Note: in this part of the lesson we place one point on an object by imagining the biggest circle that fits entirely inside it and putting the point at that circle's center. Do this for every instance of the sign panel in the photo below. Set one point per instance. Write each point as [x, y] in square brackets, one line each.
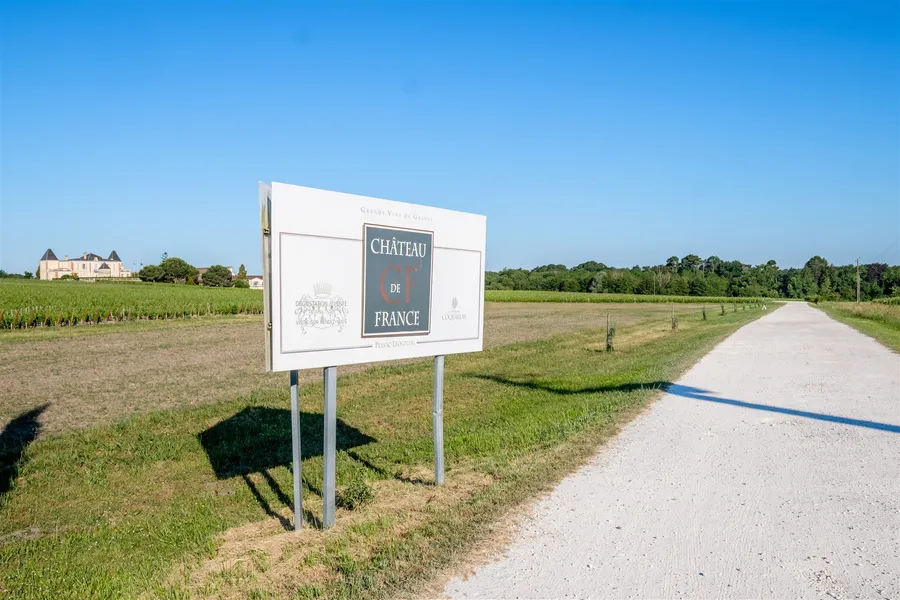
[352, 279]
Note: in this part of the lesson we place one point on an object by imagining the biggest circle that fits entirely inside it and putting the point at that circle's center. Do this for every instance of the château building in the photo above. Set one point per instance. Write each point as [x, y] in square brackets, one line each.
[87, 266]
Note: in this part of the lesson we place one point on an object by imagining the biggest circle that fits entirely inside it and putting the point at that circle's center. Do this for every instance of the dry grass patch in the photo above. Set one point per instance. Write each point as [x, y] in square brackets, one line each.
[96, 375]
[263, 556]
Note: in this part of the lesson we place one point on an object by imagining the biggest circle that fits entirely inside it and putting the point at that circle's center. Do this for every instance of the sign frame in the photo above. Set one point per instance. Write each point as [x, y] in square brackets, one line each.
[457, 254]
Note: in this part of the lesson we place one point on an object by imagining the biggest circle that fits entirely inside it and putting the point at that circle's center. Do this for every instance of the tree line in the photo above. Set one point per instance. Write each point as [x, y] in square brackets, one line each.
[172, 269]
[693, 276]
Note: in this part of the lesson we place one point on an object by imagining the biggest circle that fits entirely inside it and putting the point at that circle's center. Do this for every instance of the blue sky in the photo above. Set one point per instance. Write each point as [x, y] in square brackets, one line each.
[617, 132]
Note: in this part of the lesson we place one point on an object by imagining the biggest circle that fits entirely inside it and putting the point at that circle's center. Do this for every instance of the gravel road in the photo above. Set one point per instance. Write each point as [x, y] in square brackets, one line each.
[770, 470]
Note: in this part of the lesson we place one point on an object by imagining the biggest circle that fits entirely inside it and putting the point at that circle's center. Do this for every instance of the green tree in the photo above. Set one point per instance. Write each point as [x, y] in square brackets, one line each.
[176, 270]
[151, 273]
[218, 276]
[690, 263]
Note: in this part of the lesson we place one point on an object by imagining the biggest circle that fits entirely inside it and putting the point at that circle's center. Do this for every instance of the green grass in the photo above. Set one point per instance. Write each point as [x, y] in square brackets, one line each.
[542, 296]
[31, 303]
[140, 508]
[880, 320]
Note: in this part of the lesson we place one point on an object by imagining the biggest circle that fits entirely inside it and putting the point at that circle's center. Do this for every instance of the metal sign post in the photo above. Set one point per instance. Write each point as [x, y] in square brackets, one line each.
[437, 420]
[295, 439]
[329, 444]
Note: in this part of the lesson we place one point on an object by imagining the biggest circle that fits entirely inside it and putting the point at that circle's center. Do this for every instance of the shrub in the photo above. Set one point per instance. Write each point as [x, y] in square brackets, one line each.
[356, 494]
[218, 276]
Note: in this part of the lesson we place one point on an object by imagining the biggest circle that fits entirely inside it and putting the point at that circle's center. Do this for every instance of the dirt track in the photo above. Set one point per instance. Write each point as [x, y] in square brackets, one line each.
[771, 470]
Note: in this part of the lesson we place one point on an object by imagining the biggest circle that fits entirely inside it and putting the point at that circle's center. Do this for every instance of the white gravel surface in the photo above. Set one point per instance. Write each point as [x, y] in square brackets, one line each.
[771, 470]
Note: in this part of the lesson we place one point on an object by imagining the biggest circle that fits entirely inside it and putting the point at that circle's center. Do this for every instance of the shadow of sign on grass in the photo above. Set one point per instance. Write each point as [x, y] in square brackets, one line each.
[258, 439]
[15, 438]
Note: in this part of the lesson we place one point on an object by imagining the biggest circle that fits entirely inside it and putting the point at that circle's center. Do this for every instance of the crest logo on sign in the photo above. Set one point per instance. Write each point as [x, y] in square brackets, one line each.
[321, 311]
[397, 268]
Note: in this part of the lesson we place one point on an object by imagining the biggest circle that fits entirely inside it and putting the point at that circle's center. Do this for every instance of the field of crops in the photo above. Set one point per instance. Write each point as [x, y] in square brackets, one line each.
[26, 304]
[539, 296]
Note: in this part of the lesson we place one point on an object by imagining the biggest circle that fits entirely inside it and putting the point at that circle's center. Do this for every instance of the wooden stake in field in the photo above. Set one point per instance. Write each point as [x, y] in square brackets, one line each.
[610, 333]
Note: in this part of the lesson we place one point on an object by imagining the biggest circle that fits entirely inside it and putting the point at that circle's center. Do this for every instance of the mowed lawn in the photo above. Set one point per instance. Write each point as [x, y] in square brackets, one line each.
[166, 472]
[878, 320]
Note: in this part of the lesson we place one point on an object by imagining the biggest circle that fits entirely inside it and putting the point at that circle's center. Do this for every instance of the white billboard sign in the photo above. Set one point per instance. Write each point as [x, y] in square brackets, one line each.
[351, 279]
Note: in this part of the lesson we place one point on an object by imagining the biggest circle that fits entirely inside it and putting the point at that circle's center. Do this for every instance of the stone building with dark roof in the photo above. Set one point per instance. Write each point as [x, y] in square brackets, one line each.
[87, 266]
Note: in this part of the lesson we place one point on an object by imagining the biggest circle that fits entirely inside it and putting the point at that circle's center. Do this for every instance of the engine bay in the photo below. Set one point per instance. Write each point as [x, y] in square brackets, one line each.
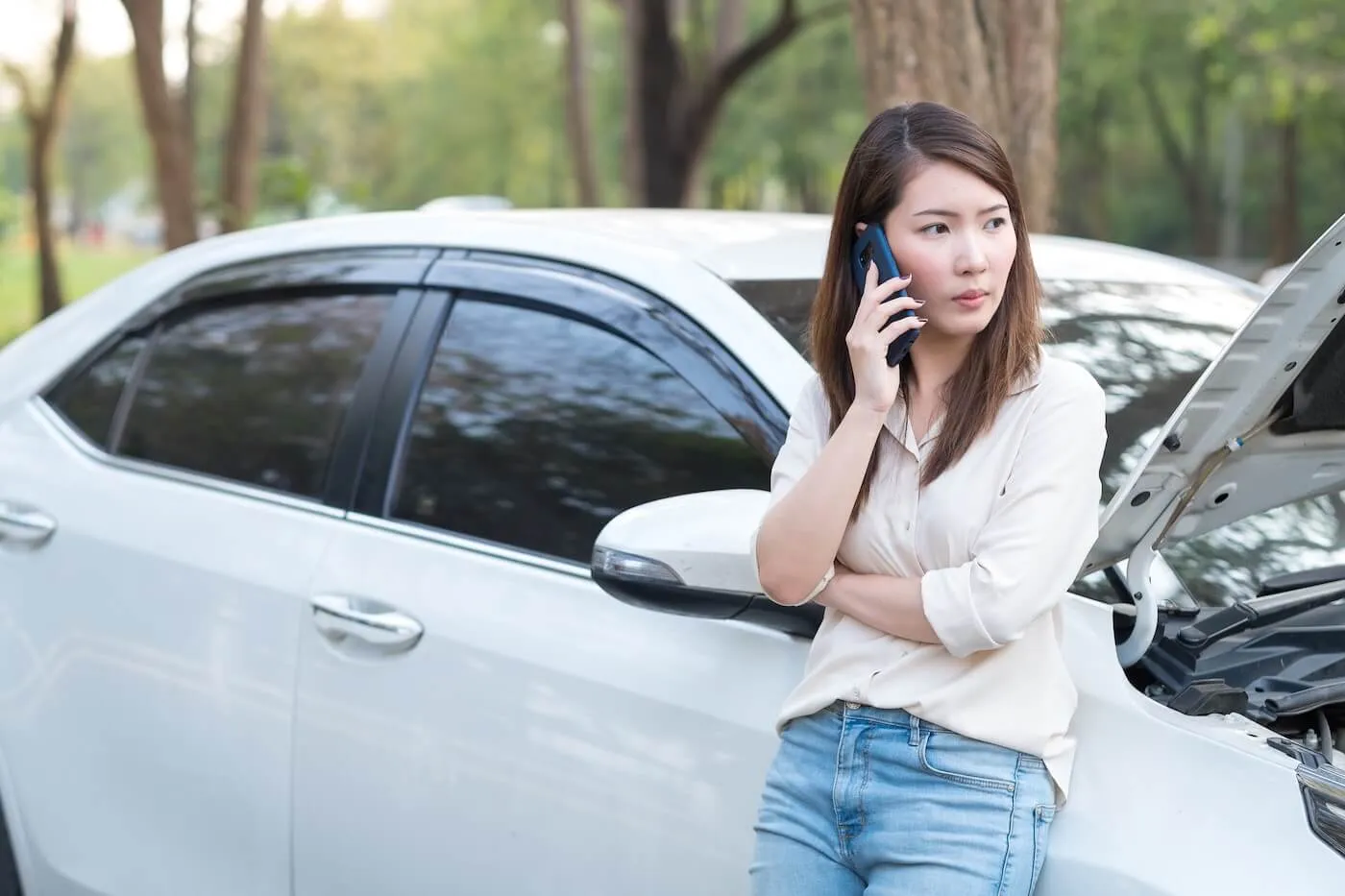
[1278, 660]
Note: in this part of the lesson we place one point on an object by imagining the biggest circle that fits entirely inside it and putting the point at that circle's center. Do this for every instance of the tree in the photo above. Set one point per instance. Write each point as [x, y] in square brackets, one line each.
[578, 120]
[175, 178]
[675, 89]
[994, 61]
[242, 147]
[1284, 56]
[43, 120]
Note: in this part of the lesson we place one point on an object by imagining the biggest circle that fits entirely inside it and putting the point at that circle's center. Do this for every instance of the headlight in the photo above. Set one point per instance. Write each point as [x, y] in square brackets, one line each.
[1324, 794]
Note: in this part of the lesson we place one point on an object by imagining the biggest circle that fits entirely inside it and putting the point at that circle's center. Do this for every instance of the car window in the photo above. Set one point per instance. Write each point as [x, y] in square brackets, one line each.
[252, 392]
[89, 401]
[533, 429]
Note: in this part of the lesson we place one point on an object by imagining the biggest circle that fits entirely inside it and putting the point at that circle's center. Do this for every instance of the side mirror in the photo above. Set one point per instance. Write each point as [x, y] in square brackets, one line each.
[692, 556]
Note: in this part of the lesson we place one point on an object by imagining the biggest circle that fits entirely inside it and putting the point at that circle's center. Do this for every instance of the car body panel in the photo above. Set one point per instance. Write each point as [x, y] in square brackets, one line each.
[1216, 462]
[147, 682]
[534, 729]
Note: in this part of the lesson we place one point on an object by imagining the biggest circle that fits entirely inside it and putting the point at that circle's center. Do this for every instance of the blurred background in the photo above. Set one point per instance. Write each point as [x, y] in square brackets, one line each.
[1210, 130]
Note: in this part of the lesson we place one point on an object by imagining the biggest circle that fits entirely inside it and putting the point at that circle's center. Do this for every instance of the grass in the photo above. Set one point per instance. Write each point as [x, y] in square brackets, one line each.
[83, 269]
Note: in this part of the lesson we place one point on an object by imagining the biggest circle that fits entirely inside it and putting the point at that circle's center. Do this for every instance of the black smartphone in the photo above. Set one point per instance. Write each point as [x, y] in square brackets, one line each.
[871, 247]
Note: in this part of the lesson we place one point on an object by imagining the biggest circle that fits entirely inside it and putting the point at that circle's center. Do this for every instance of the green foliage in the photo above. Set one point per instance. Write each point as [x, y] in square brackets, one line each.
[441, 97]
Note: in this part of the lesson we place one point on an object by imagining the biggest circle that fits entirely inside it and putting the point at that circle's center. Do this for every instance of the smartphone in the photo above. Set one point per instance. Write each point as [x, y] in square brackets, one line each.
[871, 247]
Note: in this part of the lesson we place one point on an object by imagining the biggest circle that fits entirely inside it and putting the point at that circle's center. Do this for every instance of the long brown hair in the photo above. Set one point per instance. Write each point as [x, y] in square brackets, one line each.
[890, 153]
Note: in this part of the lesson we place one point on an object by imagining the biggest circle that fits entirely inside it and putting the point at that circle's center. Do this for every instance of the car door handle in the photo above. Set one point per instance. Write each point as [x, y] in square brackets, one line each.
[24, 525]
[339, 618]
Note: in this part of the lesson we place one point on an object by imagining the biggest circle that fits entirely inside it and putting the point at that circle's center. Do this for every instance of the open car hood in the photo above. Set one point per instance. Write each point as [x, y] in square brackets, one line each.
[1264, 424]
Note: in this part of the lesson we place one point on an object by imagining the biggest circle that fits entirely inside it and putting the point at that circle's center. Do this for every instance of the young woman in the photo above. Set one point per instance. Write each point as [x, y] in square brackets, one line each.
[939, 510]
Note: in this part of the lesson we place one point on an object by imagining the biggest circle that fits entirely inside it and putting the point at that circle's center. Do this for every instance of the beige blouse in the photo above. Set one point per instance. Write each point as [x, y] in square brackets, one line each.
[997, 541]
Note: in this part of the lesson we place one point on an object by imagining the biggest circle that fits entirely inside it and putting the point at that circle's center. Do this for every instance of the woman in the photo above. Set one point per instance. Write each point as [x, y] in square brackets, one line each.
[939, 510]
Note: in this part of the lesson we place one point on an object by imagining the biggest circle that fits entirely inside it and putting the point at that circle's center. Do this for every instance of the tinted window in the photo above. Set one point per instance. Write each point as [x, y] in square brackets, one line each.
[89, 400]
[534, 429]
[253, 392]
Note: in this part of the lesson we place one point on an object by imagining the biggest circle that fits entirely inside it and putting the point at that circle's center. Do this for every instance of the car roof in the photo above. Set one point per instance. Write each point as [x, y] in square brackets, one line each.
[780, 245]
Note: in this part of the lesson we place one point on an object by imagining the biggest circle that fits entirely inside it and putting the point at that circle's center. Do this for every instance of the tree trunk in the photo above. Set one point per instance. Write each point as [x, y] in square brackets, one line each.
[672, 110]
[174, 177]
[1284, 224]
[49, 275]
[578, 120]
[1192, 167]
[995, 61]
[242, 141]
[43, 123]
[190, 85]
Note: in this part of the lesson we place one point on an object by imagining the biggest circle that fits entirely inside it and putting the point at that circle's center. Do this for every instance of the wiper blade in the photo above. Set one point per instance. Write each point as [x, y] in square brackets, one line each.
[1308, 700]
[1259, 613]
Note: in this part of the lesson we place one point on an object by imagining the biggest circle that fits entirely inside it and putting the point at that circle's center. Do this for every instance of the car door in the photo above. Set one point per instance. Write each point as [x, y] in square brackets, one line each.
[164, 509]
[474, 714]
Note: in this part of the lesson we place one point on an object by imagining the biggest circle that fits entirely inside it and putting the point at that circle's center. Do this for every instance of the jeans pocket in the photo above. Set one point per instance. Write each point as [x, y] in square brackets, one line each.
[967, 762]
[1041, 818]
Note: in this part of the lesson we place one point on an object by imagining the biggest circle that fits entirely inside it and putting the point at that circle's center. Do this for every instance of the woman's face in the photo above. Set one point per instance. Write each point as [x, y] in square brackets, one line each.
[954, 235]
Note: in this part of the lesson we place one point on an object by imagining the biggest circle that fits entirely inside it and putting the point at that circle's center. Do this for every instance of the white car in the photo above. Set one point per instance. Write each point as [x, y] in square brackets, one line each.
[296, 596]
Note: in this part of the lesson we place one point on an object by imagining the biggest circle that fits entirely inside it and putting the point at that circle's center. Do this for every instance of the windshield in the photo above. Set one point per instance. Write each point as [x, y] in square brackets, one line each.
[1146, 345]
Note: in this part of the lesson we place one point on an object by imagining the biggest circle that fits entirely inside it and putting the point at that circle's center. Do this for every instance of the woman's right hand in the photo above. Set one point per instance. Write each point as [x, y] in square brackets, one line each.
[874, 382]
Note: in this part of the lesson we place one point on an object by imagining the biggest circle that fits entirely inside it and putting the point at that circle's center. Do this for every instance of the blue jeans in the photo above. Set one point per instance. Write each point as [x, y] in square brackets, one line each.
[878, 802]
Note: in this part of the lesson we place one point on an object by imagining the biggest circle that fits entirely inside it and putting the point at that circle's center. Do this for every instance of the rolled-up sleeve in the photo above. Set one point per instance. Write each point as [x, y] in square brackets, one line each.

################

From the line that contains "the blue jeans" down to the last line of the listing above, repeat each line exactly, and include nothing else.

Finished task
Note: in this part of the lesson we place one point on an object by imagining the biggest circle that fits entirely inside it and putting the point at that circle's center. Do this for every instance of the blue jeans in the photo above. Set one point per instance. Write each point as [x, y] in square brackets, one line each.
[878, 802]
Note: in this part of the lesson we place one point on an object by imagining the biggest circle that fits entirely inside it and putting the point at that circle's center. Do this for every instance of the rolled-up sleeve in the photo above. Set one point per instance. Write each point as [x, y] in square brackets, one line each.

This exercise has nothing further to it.